Source records
_ _ _ _ _

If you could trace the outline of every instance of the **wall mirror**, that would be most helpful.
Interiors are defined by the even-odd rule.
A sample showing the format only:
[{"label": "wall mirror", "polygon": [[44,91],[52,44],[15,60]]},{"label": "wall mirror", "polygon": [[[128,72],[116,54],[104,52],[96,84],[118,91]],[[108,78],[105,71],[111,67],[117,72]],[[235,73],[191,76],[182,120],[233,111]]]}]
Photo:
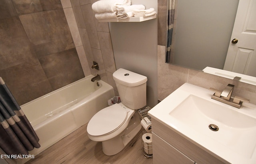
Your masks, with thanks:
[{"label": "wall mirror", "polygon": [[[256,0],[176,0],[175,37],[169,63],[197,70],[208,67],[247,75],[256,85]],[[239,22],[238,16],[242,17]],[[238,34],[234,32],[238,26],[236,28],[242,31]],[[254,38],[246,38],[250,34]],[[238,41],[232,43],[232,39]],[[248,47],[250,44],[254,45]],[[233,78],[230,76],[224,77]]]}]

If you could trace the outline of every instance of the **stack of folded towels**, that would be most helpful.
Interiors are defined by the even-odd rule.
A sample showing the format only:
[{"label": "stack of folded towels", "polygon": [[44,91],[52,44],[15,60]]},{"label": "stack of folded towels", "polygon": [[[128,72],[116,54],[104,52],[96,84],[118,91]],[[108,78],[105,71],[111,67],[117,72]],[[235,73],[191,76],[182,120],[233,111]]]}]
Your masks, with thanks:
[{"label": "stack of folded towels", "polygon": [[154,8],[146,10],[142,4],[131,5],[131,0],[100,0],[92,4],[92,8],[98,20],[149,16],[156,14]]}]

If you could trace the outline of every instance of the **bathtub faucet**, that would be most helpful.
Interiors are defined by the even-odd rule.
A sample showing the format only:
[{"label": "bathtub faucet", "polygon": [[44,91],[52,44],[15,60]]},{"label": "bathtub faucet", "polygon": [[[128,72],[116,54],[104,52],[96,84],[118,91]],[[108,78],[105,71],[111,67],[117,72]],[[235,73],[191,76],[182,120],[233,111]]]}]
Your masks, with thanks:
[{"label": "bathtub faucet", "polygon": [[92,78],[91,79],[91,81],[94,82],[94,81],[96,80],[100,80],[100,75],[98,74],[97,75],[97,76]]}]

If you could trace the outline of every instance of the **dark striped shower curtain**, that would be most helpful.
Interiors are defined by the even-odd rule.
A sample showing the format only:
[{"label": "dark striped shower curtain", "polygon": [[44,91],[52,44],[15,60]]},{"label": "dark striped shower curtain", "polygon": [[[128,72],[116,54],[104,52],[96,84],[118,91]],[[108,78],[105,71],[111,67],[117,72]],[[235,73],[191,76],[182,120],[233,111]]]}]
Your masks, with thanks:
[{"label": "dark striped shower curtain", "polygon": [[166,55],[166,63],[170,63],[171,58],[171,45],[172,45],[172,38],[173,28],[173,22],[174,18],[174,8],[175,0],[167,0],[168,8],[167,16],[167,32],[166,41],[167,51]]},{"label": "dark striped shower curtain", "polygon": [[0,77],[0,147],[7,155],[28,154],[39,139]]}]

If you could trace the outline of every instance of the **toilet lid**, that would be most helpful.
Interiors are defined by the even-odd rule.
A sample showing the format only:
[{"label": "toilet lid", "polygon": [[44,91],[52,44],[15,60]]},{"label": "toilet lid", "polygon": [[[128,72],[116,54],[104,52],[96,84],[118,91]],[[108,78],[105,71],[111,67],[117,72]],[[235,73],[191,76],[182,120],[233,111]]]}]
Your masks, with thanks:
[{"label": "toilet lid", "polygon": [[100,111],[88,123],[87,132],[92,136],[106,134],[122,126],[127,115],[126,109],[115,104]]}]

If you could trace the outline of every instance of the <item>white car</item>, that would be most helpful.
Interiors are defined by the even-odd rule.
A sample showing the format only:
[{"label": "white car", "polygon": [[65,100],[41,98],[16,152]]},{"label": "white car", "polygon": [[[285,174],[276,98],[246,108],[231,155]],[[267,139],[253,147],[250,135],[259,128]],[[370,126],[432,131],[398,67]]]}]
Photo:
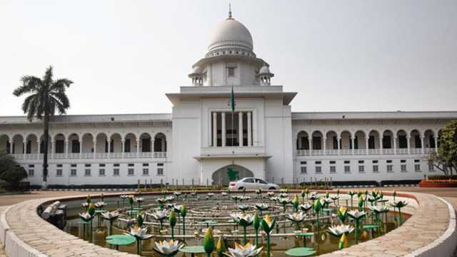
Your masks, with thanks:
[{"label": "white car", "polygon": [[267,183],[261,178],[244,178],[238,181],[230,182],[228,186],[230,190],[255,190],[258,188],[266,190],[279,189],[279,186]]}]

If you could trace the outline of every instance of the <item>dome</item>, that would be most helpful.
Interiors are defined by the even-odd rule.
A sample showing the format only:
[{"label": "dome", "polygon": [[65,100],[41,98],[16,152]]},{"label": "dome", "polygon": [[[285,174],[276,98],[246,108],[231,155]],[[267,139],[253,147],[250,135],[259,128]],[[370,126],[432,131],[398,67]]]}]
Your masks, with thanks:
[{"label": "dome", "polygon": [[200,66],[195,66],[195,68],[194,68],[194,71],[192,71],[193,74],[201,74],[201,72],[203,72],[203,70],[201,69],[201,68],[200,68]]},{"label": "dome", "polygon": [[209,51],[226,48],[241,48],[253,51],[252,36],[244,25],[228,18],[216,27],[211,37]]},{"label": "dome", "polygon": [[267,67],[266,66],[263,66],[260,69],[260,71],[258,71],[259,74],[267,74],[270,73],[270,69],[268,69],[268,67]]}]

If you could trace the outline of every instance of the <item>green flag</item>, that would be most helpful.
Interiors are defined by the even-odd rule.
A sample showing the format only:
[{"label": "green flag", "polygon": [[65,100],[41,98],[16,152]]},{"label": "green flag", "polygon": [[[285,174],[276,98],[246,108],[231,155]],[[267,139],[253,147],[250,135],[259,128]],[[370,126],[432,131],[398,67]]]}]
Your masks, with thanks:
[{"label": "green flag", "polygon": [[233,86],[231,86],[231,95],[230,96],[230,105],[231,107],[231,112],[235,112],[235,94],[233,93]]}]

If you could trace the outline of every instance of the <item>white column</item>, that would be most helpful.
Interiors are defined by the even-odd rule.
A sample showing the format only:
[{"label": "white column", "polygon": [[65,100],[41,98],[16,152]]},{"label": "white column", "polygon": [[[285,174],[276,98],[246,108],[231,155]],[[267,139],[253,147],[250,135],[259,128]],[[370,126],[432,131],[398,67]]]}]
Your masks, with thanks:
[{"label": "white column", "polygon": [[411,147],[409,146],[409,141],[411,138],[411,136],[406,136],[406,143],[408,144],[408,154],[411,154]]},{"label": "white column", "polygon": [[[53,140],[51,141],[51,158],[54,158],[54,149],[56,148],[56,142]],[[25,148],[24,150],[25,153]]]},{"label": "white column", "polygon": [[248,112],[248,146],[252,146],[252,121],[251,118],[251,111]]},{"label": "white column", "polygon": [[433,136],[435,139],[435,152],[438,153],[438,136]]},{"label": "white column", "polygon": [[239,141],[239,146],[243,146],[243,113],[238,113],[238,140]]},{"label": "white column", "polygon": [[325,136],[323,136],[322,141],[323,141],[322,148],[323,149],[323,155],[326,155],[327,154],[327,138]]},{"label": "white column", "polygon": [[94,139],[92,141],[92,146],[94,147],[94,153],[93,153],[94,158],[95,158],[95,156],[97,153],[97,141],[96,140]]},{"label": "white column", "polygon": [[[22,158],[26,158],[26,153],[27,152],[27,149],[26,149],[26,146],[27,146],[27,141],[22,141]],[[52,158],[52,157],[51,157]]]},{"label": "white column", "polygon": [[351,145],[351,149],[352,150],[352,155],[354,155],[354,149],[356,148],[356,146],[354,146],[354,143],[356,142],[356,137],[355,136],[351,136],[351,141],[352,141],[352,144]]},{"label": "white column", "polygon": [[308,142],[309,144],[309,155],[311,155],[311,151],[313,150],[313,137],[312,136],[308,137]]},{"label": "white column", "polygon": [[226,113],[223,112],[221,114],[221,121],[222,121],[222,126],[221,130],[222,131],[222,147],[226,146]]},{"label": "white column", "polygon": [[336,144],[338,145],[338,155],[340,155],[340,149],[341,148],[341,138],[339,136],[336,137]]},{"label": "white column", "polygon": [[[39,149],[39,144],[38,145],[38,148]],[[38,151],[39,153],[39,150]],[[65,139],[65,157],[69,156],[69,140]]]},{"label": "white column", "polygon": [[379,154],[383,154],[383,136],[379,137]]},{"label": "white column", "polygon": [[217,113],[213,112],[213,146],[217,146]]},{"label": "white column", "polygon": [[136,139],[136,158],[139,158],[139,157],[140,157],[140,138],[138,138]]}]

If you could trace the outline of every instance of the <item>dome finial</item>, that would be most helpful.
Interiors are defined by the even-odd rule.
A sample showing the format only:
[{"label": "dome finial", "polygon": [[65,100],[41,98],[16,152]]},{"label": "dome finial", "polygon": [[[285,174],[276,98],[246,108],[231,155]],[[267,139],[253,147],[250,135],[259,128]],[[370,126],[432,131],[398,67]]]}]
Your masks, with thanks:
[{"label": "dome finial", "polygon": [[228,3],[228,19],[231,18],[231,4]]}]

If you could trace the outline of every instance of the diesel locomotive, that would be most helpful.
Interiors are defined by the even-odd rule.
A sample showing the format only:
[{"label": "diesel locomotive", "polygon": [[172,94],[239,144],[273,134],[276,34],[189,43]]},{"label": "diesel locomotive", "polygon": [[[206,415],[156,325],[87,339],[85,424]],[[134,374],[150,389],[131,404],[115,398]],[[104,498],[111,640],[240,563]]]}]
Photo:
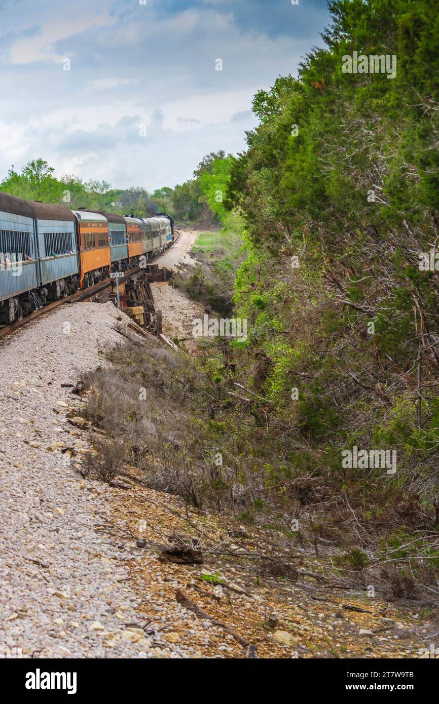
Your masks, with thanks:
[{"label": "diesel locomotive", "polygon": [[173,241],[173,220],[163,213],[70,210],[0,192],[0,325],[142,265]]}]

_ _ _ _ _

Short exercise
Copy out the records from the line containing "locomotive, that would be most helpful." through the end of the records, both ends inclusive and requests included, and shift every polygon vertex coordinate in the answers by -43. Leave the pictures out.

Exercise answer
If you could trace the outline of every instance of the diesel locomotive, that would be most helpful.
Interiors are defined by the even-odd rule.
A sample showing the format only:
[{"label": "diesel locomotive", "polygon": [[172,94],[239,144],[273,134],[276,34],[189,43]]},{"label": "diesel locomotive", "polygon": [[[206,415],[156,325],[87,339],[85,424]],[[134,374],[150,389],[131,404],[115,398]],[[104,498],[111,640],[240,563]]]}]
Photo:
Your masks, with thanks:
[{"label": "diesel locomotive", "polygon": [[130,198],[130,177],[120,170],[27,167],[-43,149],[-43,282],[99,222]]}]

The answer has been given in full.